##### Information provided

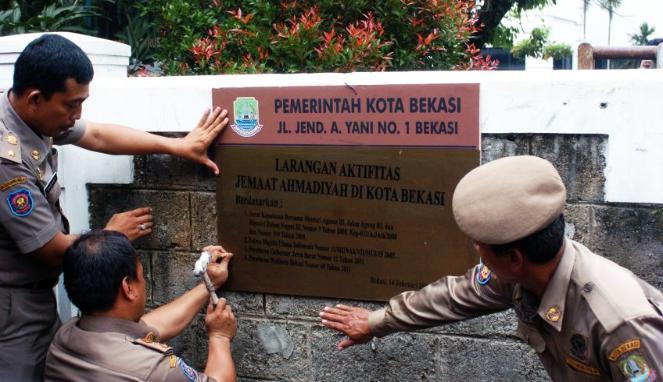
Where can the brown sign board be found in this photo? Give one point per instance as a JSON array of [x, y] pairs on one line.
[[344, 191]]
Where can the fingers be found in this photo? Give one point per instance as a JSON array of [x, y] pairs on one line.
[[144, 219], [221, 306], [214, 248], [345, 343], [346, 308], [203, 119], [214, 127], [140, 211], [329, 311], [343, 328]]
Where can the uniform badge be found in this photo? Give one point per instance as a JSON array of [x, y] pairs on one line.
[[624, 348], [636, 369], [483, 274], [247, 122], [553, 314], [187, 370], [150, 337], [20, 202], [579, 346], [13, 182]]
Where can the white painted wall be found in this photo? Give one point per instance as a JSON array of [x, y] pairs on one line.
[[555, 102]]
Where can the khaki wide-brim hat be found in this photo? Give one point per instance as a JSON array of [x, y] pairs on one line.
[[508, 199]]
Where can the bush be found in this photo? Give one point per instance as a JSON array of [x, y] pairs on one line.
[[60, 15], [254, 36], [557, 51]]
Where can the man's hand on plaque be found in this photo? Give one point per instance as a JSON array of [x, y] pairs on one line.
[[351, 321], [194, 145], [217, 269]]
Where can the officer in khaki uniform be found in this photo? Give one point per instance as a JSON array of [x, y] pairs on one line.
[[44, 106], [585, 316], [114, 340], [30, 217]]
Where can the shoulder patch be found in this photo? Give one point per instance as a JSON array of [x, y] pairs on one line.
[[13, 182], [20, 202], [187, 370], [483, 274], [158, 346], [636, 369], [10, 149], [582, 367], [624, 348]]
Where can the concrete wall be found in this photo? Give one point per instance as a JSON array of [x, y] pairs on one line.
[[602, 130], [280, 337]]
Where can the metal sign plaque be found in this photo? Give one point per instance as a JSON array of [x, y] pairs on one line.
[[343, 191]]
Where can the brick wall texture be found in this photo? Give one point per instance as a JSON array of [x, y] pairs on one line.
[[280, 338]]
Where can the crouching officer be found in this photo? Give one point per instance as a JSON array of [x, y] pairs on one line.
[[585, 316], [43, 108], [114, 339]]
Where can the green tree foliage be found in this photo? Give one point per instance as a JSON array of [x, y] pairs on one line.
[[314, 36], [40, 16], [610, 6], [491, 14], [557, 51], [643, 34], [533, 45]]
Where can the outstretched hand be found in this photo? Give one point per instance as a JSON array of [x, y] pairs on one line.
[[194, 145], [217, 269], [351, 321]]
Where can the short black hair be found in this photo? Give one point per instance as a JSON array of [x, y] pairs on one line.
[[539, 247], [94, 267], [46, 64]]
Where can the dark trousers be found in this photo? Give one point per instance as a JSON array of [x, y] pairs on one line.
[[28, 322]]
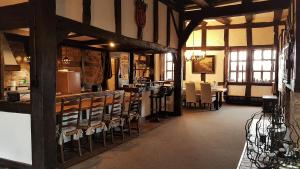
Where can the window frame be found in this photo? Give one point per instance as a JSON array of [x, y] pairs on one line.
[[273, 65], [238, 61], [166, 70]]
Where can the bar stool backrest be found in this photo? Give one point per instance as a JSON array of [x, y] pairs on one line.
[[135, 101], [70, 112], [206, 95], [117, 103], [97, 108]]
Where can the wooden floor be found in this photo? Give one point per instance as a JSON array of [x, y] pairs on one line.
[[199, 139]]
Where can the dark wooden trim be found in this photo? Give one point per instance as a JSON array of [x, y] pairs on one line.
[[77, 27], [15, 107], [240, 9], [1, 71], [13, 164], [15, 16], [118, 16], [240, 26], [168, 26], [131, 70], [155, 21], [43, 45], [86, 12], [174, 23]]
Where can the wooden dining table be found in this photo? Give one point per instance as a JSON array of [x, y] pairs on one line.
[[86, 103], [219, 91]]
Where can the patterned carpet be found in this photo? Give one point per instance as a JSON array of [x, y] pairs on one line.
[[197, 140]]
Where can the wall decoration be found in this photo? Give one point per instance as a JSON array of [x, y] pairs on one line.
[[205, 65], [140, 16]]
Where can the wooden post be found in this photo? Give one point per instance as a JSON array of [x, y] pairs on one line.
[[178, 70], [131, 63], [43, 84]]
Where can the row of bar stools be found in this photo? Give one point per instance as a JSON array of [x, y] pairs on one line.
[[157, 97]]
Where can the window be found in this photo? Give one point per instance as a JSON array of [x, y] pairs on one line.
[[237, 65], [169, 67], [263, 70]]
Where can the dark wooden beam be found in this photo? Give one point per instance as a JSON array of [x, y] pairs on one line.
[[43, 84], [86, 12], [118, 16], [239, 26], [223, 20], [240, 9], [168, 26], [155, 21], [15, 16], [131, 64], [77, 27], [201, 3]]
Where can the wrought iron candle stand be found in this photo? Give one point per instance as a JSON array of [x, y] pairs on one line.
[[271, 142]]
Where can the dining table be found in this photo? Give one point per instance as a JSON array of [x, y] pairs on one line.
[[218, 91]]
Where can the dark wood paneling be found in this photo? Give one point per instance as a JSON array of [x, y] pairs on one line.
[[43, 84], [168, 26], [12, 164], [131, 63], [155, 21], [15, 16], [240, 9], [86, 12], [118, 17]]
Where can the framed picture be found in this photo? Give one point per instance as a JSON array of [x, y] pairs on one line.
[[206, 65]]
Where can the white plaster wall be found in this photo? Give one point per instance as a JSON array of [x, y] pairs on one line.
[[174, 37], [71, 9], [11, 2], [148, 30], [263, 36], [215, 37], [129, 27], [237, 37], [162, 24], [15, 141], [219, 69], [103, 15]]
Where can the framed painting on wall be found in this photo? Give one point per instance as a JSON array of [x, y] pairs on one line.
[[205, 65]]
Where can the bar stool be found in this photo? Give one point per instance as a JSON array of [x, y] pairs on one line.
[[157, 97]]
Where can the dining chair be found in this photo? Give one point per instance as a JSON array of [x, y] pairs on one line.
[[115, 118], [190, 95], [133, 113], [206, 95], [95, 121], [68, 127]]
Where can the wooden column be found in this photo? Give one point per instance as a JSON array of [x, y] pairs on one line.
[[131, 63], [178, 69], [155, 20], [43, 84], [118, 16]]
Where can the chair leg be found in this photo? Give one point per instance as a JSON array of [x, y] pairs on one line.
[[122, 132], [112, 135], [129, 127], [62, 157], [104, 138], [90, 143], [79, 147]]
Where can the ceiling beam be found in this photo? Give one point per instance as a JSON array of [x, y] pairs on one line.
[[201, 3], [240, 9], [223, 20]]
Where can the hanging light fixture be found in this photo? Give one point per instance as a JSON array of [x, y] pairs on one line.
[[194, 55], [271, 142], [65, 60]]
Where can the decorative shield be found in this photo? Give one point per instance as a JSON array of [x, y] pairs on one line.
[[140, 16]]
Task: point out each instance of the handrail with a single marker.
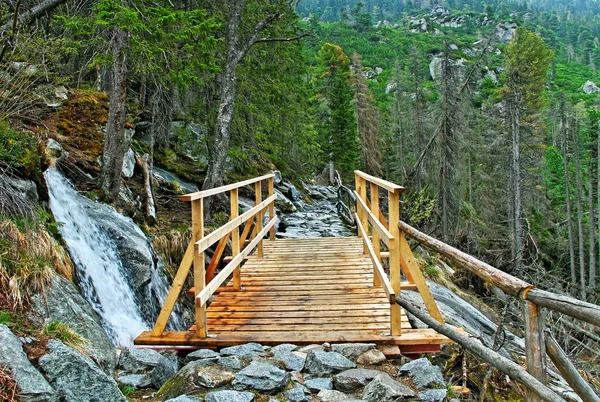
(217, 190)
(385, 282)
(388, 185)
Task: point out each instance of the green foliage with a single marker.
(19, 150)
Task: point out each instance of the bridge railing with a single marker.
(205, 282)
(371, 220)
(538, 341)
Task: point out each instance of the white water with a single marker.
(99, 268)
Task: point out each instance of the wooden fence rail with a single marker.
(534, 299)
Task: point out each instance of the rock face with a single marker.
(384, 388)
(262, 377)
(75, 376)
(61, 301)
(423, 374)
(32, 385)
(321, 363)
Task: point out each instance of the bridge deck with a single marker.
(309, 290)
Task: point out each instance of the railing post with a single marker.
(199, 268)
(534, 345)
(394, 246)
(376, 239)
(235, 236)
(259, 216)
(271, 182)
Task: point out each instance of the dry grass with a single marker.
(8, 387)
(28, 260)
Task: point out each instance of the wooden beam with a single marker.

##########

> **Exercise aim**
All of the material above needs to be restated exactly, with no pictures.

> **Problem solution**
Where can the brown sign board be found in this photo? Give one point per instance as a JSON array of [x, y] pairs on one line.
[[344, 191]]
Where can the fingers be found in this photo? Give one point per instance as a JSON array of [x, y] pairs on one line.
[[144, 219], [221, 306], [214, 248], [345, 343], [346, 308], [203, 119], [214, 127], [140, 211], [329, 311], [343, 328]]
Where can the uniform badge be found in this photo? Give one point per instance as a JSON array of [x, y] pairs on one line.
[[624, 348], [636, 369], [483, 274], [247, 122], [553, 314], [187, 370], [150, 337], [20, 202], [579, 346], [13, 182]]
Where can the white painted wall be found in this photo? Give one point per instance as a JSON array of [x, y] pairs on one line.
[[555, 102]]
Where can the khaki wide-brim hat be found in this photo? Give one point per instance as a JSON array of [x, y] pairs on one line.
[[508, 199]]
Where can the bush be found in this photo? Give one point per instance as a JSON array of [x, y] pairs on one line.
[[60, 15], [254, 36], [557, 51]]
Where can the man's hand on plaque be found in this photo? Give one point per instance as a JSON array of [x, y] pairs on one line.
[[351, 321], [194, 145], [217, 269]]
Where can the officer in khaki uniform be found in this photo? Give one point per instance as a JSON array of [x, y] pairs on one line.
[[44, 106], [585, 316], [114, 340], [30, 217]]
Where can the shoulder patch be found in this photo? Give one point per instance as a JSON array of [x, y] pairs on one line.
[[13, 182], [20, 202], [187, 370], [483, 274], [158, 346], [636, 369], [10, 149], [582, 367], [624, 348]]
Where can the concrete wall be found in this photo? Give one point per instance as a JSON array of [x, y] pairs on one line.
[[602, 130], [280, 337]]
Where can the metal sign plaque be found in this photo? Give one point per instance as a JSON array of [x, y] pairs on one line.
[[343, 191]]
Where can the brick wall texture be found in this photo? Give one point per instance as a JSON array of [x, y] pairs on one line.
[[280, 338]]
Where can the crouching officer be found in this photo? Give one point per instance as a JSON array of [x, y] pairs on one line.
[[585, 316], [43, 108], [114, 339]]
Where can the green tree foliage be found in this photo? Give one point per instance as a JSON array of [x, y] pairs on one line.
[[314, 36], [40, 16], [610, 6], [491, 14], [557, 51], [643, 34], [533, 45]]
Where can the outstretched hand be found in this photo? Give one point per instance as a JSON array of [x, y] pairs on one line.
[[194, 145], [217, 269], [351, 321]]
Where can the short black hair be found in this photo? Give one point per instance as a JSON array of [x, y] pairs on one line.
[[539, 247], [94, 267], [46, 64]]
Where can the dark trousers be found in this photo? Give one point per instance as a JSON array of [x, y] pairs on one line.
[[28, 322]]
Where can the window frame be found in this photo? Give one point per instance as a JSON array of [x, y] pairs on one line.
[[273, 65], [238, 61], [166, 70]]
Where can the bar stool backrest be found in this photo? Give one point per instance as a JSON array of [x, y] pairs on one line.
[[135, 101], [70, 112], [206, 95], [117, 103], [97, 108]]
Where can the wooden floor be found in this photo? Give one point per instance as a JSON array of [x, y] pairs on one line.
[[199, 139]]
Where can the dark wooden trim be found in this photo? Give one point per instance as a JSON array of [x, y] pairs on one line.
[[77, 27], [15, 107], [240, 9], [1, 71], [13, 164], [15, 16], [118, 16], [240, 26], [168, 26], [131, 70], [155, 21], [43, 45], [86, 12], [174, 23]]
Where can the wooden dining table be found in this photo? Give one point per instance as a JSON array of [x, y] pairs on one line.
[[86, 103], [219, 91]]
Where can the patterned carpet be found in this photo? Give one point per instance as a JSON array of [x, y] pairs on one line.
[[197, 140]]
Where can the wall decoration be found in this photo? Give one point per instance as a JSON array of [x, y] pairs on one line.
[[205, 65], [140, 16]]
Where can the wooden post be found in this photo? Give one point per instance as a JSON array of [x, y] pairs on one line.
[[178, 70], [131, 63], [43, 84]]
Where can the row of bar stools be found in this photo? Give one point per instance as a JSON array of [x, y] pairs on one line.
[[157, 97]]
Where can the window be found in this photo? Give one point per instance as a JSON array of [x, y] pairs on one line.
[[237, 65], [169, 67], [263, 70]]
Where can the dark wooden beam be found in this photo? Give one point per instance as a JSON array of [x, y] pairs on one line.
[[43, 84], [86, 12], [118, 16], [239, 26], [223, 20], [240, 9], [168, 26], [155, 21], [15, 16], [131, 64], [77, 27], [201, 3]]
Where can the wrought iron candle stand be found in this photo? Give one point per instance as a JSON array of [x, y] pairs on one line.
[[271, 142]]
Where can the dining table be found in this photo? Give one point per instance as a JSON array of [x, y] pairs on one line.
[[218, 91]]
Where can the dark wood paneling be found in this photo? Give one point per instance as a JSON array of [x, y] pairs on one line.
[[43, 84], [168, 26], [12, 164], [131, 63], [155, 21], [15, 16], [240, 9], [86, 12], [118, 17]]
Where can the framed picture be found in this photo? Give one point per instance as a JSON array of [x, y] pairs on one line.
[[206, 65]]
Where can the white plaster wall be found in this photo? Give one point per instance as a JSON array of [x, y] pairs on one line.
[[174, 37], [71, 9], [11, 2], [148, 30], [263, 36], [215, 37], [129, 27], [237, 37], [162, 24], [15, 141], [219, 69], [103, 15]]
Where can the framed painting on wall be found in this photo? Give one point per instance as a JSON array of [x, y] pairs on one line.
[[205, 65]]
Where can the bar stool be found in this photo? Give one point per instance as a JSON array of [x, y] pairs on one line.
[[157, 97]]
Where can the dining chair be found in this photo? Give one point per instance as a JSON array of [x, y] pairs on one line.
[[115, 118], [190, 95], [133, 113], [206, 95], [95, 121], [68, 127]]
Where can the wooden column be found in this photo? Give one point per instance as a JSON array of [x, y] pairs on one line.
[[131, 63], [178, 69], [155, 20], [43, 84], [118, 16]]
Where can the chair leg be found in this photo? Give one point per instance as a JSON array of [x, y] pairs on one line.
[[122, 132], [112, 135], [129, 127], [62, 157], [104, 138], [90, 143], [79, 147]]
Where can the ceiling beam be found in this photo? Give one point per instance as a JSON array of [x, y] pairs on one line.
[[201, 3], [240, 9], [223, 20]]
Where can the hanging light fixture be found in this photo? Give one point per instance as a JSON array of [x, y] pairs on one line.
[[194, 55], [271, 142], [65, 60]]
Where can the decorative shield be found in this photo? Give one point per instance as a JSON array of [x, y] pairs on one line.
[[140, 16]]
Task: point out each instance of the handrail with a single marker.
(217, 190)
(385, 282)
(388, 185)
Task: point out each instance of the green foliage with a single marker.
(19, 150)
Task: point out each instance of the bridge railing with a single marker.
(205, 282)
(371, 220)
(538, 341)
Task: point out each instance of the white water with a single marker.
(99, 268)
Task: point out each instance of the wooden fence rail with a single marker.
(534, 299)
Task: point out each instance of the rock face with a single marker.
(384, 388)
(262, 377)
(75, 376)
(61, 301)
(423, 374)
(32, 385)
(321, 363)
Task: point out each instance of the bridge deck with a single marker.
(309, 290)
Task: point out each instance of the railing post with a single marker.
(199, 268)
(534, 345)
(394, 246)
(376, 239)
(235, 236)
(259, 216)
(271, 182)
Task: point out each instance of the dry grass with a single marker.
(8, 387)
(28, 260)
Task: point out each instance of the wooden beam with a single marker.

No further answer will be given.